Da fare
Nell'intervista sulla strage di Schio, in che giorno ci fu il primo raid?

Testo estratto
Così, pian piano si è creata una certa confidenza e a quel punto gli chiesi: “Adesso dimmi la verità, Franceschino: che parte hai avuto nel massacro di Schio?”. Fu allora che lui iniziò a parlare e a confessare qualcosa delle sue responsabilità. Questo avvenne verso il 4 agosto.
Quando interrogavate tutte quelle persone che cosa dicevano?
Parlando con tutte quelle persone, con gli arrestati, molti di loro dicevano di aver ricevuto degli ordini, di aver portato a termine un incarico che prevedeva una strage; ripetevano che avevano seguito gli ordini e, in quel momento particolare, seguire gli ordini era per loro la cosa giusta da fare, Non c’erano grandi rimorsi per quei disgraziati rimasti uccisi o feriti.
La popolazione, in generale, si schierò in qualche modo?
All’inizio gli abitanti di Schio erano molto freddi e poco inclini a collaborare. Tuttavia, dopo il primo raid del 29 luglio, quando videro che avevamo chiamato i soldati americani, molti si sentirono coinvolti.
La retata aveva fatto grande impressione per le sue proporzioni e la gente iniziò a rendersi conto che gli americani facevano sul serio, che qualcosa si sarebbe mosso. A quel punto molti decisero di collaborare un po’ di più
Avete avuto collaborazione da parte dei carabinieri di Schio?
I rapporti con i carabinieri di Schio non erano dei migliori. Eravamo a Vicenza e ricordo che una sera ricevemmo una telefonata da Schio. Ci mettemmo subito in contatto con i carabinieri chiedendo loro di arrestare quell’uomo e dicendo che noi saremmo arrivati al più presto.
Ma una volta arrivati constatammo che i carabinieri non avevano fatto un bel niente e che ovviamente Attila era scomparso. I 13 indiziati, per circa sette dei quali fu poi confermato l’arresto e deciso il rinvio a giudizio, mostravano di sentirsi al sicuro, erano convinti di restare impuniti. Almeno fino a quando non iniziammo le retate.
Ma anche dopo il primo raid del 29 luglio, continuarono a restare in zona. Alcuni erano ben nascosti, altri si rifugiavano presso i parenti, altri ancora andavano a nascondersi nei cunicoli quando ci vedevano arrivare. Tuttavia, grazie alle informazioni in nostro possesso, riuscimmo a catturare due di questi indiziati nascosti nei sotterranei.
Ritiene che chi è riuscito a scappare abbia usufruito di qualche protezione?

Voci per etichettare i riquadri di delimitazione
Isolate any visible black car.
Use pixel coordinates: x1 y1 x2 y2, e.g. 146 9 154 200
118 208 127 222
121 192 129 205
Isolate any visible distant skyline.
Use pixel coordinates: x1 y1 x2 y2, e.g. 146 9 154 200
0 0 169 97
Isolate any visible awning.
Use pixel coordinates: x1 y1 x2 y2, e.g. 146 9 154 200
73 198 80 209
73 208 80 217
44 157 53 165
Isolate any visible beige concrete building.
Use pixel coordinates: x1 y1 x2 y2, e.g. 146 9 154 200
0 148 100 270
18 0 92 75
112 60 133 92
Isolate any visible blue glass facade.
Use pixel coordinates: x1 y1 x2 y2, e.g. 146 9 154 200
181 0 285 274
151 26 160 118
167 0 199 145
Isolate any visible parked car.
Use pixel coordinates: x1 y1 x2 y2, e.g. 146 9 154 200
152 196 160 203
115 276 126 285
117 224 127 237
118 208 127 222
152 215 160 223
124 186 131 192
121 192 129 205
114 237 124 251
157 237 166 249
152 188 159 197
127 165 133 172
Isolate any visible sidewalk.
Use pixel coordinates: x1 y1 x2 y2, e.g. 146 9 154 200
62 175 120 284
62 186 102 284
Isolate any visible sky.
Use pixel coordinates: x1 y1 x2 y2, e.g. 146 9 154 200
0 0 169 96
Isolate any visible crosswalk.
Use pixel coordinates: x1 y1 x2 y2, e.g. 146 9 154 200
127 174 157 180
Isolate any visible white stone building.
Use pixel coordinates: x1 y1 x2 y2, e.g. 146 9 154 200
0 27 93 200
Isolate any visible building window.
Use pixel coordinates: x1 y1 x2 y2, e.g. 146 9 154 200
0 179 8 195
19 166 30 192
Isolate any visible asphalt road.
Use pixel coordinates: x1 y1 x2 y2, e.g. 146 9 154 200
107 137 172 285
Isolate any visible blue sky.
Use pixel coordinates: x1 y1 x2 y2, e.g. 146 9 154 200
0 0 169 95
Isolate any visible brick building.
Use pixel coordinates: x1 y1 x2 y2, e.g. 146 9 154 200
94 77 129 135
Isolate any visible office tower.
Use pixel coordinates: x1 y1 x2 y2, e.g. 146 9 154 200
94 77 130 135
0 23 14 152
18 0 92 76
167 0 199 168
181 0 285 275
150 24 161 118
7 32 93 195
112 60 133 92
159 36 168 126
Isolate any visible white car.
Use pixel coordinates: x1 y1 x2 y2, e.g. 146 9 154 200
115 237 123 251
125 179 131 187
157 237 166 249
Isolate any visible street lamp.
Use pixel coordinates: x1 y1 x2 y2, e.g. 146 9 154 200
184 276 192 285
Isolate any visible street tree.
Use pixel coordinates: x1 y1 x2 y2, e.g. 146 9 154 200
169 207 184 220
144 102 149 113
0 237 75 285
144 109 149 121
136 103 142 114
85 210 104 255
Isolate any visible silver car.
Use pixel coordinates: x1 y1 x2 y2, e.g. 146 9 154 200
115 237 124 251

---

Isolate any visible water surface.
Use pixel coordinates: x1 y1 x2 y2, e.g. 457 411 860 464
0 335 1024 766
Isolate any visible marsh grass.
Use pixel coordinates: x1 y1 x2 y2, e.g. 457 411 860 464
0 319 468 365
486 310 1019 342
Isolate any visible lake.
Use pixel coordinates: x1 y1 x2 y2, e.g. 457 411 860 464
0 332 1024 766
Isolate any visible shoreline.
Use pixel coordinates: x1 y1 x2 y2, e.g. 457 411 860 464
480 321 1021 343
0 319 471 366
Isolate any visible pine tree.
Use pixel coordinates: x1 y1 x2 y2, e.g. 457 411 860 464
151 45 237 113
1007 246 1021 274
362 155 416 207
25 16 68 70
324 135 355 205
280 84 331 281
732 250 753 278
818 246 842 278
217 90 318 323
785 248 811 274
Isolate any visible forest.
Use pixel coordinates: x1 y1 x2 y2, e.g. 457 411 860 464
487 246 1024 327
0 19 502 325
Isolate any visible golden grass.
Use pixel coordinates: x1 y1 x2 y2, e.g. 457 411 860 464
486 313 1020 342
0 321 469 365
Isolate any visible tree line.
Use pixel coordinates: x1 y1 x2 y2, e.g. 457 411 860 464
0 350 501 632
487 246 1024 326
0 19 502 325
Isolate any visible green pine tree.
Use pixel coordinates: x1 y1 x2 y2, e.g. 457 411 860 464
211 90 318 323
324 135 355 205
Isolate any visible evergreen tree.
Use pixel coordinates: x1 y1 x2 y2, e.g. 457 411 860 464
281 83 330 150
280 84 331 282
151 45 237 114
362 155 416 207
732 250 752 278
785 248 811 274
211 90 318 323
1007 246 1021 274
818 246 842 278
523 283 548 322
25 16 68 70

Soluzione
Il 29 luglio.